EXERCISE TEXT
• • • •

A group of states appear to be pursuing a sort of happy medium: local decisions, but explicit guidance on what the state thinks could be done.

In Virginia, a bulleted memo outlines where local superintendents have been granted authority to waive certain mandates, like a career and technical education credential. Kansas is reminding districts that the state’s minimum diploma requirements are 21 credits and that they can scale back on add-ons, like internships and community service hours. Washington state, which Hyslop considers some of the best guidance given so far, reviews five different options districts could use to meet credit requirements, from project-based learning to using “pass” or “no credit” designations instead of letter grades.

At least seven states, including North Carolina and Ohio, have also advised districts to consider students who were on track to graduate when schools closed as having met the bar for graduation. North Carolina seniors passing their courses as of March 13 will get a designation saying so — one that won’t have any bearing on their grade point average. Domenech said many superintendents he’s spoken with intend to take a similar approach, considering “the huge discrepancy across districts to offer online instruction” in past weeks.

That doesn’t mean districts should discount a student who was falling behind before the school closures “but has done everything that they can to improve” since then, he noted. States are expressly asking schools and districts to make every effort to offer alternative opportunities for seniors at risk of not graduating to prove their understanding of course material and to provide summer work and credit recovery if needed.

• • • •

MATERIAL SHOWN
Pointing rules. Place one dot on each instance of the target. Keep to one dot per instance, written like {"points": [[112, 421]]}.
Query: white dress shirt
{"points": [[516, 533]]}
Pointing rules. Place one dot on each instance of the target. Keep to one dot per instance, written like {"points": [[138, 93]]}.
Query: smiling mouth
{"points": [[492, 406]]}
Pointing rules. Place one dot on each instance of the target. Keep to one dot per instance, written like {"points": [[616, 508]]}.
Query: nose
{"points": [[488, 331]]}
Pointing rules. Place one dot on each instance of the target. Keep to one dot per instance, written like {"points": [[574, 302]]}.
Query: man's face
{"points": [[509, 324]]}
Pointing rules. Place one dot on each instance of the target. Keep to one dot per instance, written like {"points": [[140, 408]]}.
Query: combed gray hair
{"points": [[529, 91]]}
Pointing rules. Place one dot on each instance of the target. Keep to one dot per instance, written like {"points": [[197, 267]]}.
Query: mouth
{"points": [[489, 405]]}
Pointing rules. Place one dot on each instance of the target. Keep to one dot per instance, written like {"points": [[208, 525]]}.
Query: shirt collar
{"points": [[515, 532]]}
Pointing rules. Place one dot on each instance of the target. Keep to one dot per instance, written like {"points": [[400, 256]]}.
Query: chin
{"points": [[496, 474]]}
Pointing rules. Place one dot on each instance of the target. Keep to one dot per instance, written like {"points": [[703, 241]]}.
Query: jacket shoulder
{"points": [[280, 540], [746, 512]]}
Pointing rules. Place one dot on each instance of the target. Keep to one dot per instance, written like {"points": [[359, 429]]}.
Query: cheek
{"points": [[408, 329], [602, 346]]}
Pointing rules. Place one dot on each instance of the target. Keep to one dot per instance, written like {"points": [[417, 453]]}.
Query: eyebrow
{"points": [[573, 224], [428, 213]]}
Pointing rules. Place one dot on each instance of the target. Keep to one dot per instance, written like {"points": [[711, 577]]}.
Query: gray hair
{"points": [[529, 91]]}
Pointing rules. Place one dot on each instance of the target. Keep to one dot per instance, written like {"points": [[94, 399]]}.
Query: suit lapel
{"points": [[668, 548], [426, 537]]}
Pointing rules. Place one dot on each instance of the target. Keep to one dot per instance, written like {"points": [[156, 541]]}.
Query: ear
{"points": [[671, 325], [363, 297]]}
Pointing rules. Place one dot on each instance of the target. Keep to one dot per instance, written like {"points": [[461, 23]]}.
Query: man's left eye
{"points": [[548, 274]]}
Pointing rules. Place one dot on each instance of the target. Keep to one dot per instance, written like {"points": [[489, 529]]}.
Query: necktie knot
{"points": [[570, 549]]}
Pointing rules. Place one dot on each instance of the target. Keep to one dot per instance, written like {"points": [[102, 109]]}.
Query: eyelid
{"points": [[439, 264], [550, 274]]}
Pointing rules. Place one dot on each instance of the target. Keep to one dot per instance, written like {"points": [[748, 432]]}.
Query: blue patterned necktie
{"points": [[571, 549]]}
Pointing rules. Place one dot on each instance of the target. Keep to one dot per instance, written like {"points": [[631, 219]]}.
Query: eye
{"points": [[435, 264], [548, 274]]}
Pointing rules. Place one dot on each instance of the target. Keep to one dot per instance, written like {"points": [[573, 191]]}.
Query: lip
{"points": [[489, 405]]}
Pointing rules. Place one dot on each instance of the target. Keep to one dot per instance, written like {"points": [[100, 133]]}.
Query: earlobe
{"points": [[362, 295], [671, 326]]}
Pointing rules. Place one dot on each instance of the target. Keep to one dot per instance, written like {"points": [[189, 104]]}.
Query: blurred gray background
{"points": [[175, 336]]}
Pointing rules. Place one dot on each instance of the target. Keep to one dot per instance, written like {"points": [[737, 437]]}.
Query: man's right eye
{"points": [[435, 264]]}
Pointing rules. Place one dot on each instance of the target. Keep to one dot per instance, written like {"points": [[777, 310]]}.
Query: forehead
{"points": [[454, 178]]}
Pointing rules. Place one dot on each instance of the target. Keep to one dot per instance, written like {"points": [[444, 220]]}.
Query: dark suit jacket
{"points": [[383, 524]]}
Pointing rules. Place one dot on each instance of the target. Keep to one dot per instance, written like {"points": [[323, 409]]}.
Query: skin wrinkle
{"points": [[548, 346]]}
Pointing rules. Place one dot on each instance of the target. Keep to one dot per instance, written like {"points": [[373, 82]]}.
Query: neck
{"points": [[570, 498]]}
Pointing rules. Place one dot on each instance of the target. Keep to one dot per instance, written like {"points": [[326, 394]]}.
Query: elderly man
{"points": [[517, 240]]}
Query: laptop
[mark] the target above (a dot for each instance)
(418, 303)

• • • •

STUDY QUESTIONS
1 - Answer these questions from the graduation guidance text:
(a) How many credits does Kansas set as its minimum diploma requirement?
(b) How many options for meeting credit requirements does the Washington state guidance review?
(c) As of what date must North Carolina seniors be passing their courses to receive the designation?
2 - In the graduation guidance text, restate the paragraph beginning "At least seven states" more concisely, keeping its main facts.
3 - Repeat the portion of the graduation guidance text starting with "A group of states" and going on through "of letter grades.".
The rows have no role in this exercise.

TASK-BY-TASK RESULTS
1 -
(a) 21 credits
(b) Five
(c) March 13

2 - At least seven states, North Carolina and Ohio among them, have advised districts to consider students who were on track to graduate when schools closed as having met graduation requirements. North Carolina seniors passing their courses as of March 13 will receive a designation saying so, and it will not affect their grade point average. Domenech said many superintendents he has spoken with plan a similar approach because districts differ widely in their ability to offer online instruction.

3 -
A group of states appear to be pursuing a sort of happy medium: local decisions, but explicit guidance on what the state thinks could be done.

In Virginia, a bulleted memo outlines where local superintendents have been granted authority to waive certain mandates, like a career and technical education credential. Kansas is reminding districts that the state’s minimum diploma requirements are 21 credits and that they can scale back on add-ons, like internships and community service hours. Washington state, which Hyslop considers some of the best guidance given so far, reviews five different options districts could use to meet credit requirements, from project-based learning to using “pass” or “no credit” designations instead of letter grades.